WHAT IS REQUIRED: Echo the lines in the records below, beginning with the line that contains "Task: identify the stack" and continuing through the line that contains "<point>173,122</point>", with both of those lines included.

[Dataset excerpts on object pointing]
##############################

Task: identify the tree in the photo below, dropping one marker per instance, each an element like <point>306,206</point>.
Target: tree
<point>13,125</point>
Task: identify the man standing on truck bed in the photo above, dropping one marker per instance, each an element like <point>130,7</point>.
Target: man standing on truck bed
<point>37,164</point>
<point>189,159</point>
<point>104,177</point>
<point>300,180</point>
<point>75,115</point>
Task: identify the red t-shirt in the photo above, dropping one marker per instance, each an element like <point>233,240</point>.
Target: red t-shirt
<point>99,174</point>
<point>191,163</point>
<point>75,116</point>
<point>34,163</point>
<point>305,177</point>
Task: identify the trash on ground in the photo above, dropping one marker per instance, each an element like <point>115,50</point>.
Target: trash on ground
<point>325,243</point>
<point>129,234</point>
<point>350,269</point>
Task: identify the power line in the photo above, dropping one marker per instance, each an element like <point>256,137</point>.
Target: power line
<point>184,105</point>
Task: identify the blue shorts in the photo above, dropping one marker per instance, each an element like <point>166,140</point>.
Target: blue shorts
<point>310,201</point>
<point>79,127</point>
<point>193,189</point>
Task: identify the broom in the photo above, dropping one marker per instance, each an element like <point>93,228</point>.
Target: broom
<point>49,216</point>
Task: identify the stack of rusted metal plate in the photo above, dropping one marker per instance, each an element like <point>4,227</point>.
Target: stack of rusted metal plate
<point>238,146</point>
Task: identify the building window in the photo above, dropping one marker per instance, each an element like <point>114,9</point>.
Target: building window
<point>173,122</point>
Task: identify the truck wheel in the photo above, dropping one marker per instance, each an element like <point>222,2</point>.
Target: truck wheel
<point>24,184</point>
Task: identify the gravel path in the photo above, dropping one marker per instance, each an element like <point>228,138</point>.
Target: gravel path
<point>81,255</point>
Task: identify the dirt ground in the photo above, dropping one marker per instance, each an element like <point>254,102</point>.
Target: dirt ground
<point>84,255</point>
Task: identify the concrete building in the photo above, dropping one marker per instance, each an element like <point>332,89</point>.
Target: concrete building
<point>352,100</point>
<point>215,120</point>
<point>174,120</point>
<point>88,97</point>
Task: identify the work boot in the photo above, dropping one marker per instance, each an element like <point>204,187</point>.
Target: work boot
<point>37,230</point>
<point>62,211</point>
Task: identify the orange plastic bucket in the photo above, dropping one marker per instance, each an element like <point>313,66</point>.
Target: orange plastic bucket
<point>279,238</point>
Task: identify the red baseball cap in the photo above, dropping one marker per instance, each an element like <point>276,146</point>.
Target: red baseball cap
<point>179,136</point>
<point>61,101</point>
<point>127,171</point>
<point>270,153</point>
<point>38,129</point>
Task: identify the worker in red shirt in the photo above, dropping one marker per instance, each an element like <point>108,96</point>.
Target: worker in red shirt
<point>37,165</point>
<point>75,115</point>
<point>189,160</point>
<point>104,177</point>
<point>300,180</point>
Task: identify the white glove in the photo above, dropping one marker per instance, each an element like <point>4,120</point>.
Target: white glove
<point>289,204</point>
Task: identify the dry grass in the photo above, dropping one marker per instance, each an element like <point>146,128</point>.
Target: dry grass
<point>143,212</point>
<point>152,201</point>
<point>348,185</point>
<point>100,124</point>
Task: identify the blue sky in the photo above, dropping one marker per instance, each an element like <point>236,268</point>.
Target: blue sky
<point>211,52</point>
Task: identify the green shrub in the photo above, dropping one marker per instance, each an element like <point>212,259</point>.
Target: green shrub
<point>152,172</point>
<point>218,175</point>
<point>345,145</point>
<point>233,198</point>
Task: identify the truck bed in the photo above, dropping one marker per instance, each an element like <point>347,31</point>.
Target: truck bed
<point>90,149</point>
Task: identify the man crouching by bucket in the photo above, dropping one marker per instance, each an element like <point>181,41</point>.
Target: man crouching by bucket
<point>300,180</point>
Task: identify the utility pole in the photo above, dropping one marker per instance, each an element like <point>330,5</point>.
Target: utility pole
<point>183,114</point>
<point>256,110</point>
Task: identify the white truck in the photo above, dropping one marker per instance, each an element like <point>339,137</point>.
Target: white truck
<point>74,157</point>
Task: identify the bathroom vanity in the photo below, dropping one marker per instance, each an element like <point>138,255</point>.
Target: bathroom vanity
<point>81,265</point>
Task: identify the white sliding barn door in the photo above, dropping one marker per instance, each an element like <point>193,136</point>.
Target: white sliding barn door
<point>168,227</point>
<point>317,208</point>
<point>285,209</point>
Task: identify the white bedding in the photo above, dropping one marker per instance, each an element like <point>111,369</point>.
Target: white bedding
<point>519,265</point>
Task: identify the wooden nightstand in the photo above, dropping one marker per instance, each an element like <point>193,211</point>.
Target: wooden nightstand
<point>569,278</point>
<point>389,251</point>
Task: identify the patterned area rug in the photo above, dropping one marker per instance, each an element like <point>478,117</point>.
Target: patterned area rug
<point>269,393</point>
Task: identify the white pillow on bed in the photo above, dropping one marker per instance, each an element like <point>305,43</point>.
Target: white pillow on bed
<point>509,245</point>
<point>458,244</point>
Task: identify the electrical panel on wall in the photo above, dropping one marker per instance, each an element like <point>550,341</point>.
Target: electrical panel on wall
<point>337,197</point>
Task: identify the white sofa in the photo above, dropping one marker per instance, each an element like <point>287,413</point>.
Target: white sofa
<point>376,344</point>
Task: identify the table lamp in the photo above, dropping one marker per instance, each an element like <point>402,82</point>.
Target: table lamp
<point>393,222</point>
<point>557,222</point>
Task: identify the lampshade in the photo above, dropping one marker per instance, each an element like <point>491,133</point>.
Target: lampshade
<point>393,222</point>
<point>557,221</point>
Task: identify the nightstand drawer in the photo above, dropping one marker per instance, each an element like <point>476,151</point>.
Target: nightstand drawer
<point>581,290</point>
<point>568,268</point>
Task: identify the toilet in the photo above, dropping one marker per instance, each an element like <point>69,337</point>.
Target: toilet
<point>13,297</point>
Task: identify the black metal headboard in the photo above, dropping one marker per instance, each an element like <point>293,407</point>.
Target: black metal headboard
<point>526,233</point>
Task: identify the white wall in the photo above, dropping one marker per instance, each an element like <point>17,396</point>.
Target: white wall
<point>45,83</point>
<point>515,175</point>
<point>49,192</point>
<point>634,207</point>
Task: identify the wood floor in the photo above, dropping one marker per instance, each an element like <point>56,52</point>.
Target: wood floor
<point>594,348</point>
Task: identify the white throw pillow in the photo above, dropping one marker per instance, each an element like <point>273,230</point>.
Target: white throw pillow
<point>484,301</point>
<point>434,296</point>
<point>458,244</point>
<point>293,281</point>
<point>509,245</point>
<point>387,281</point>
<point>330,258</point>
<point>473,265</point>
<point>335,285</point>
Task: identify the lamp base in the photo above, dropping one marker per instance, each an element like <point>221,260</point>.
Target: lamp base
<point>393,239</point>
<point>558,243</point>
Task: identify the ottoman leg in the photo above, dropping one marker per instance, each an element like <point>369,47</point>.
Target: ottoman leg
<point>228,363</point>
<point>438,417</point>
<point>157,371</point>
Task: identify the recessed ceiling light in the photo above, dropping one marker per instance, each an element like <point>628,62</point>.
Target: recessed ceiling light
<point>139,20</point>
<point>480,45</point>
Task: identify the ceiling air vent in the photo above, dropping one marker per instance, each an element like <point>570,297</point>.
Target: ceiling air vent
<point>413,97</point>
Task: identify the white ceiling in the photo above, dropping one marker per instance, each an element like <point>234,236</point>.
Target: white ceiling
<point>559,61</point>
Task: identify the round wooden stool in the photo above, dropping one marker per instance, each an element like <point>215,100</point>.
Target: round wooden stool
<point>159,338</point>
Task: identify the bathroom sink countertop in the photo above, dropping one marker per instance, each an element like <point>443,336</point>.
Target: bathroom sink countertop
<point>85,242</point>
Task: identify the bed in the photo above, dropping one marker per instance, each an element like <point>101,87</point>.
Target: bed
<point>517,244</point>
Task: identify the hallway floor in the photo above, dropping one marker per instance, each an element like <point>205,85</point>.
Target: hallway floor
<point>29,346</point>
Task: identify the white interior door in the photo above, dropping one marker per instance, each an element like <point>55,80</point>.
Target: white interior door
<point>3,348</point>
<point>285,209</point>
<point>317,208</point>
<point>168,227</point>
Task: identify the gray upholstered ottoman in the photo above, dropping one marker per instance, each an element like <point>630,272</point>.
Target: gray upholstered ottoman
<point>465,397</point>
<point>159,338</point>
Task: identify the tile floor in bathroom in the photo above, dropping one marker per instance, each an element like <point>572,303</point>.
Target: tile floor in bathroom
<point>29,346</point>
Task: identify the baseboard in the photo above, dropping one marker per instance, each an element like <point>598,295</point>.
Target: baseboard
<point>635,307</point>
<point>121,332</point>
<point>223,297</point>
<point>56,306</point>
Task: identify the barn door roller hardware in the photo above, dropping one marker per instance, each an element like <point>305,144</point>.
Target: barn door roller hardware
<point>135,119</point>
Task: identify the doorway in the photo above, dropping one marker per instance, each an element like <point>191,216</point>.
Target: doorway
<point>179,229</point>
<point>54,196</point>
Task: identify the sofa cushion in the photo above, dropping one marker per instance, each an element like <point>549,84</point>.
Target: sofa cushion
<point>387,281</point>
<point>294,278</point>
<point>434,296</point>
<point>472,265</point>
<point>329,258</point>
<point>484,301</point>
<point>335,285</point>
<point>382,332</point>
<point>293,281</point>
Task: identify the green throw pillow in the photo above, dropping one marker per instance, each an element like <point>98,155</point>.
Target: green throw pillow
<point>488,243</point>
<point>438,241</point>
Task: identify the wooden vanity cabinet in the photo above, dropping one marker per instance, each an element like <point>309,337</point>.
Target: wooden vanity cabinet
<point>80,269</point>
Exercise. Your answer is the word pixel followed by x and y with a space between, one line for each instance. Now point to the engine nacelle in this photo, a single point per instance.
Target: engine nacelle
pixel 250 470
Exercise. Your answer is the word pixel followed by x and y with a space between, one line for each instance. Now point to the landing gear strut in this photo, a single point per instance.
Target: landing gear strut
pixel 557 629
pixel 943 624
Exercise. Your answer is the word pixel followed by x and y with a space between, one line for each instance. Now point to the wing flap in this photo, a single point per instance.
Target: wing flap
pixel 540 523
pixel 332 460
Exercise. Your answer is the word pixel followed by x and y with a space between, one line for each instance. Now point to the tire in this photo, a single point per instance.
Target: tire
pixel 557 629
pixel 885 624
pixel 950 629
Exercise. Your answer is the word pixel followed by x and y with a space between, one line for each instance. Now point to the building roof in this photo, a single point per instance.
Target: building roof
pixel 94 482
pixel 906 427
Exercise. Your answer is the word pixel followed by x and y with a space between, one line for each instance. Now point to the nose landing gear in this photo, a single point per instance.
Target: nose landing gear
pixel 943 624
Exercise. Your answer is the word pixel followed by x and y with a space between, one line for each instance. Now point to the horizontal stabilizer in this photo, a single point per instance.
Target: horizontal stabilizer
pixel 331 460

##############################

RIGHT ANSWER:
Task: identify the stack of rusted metal plate in the photo above, dropping one marker per instance, each an element like <point>4,227</point>.
Target: stack of rusted metal plate
<point>238,146</point>
Task: identify the building window in the photo above, dropping one marker per instance, each an element like <point>114,9</point>.
Target: building window
<point>173,122</point>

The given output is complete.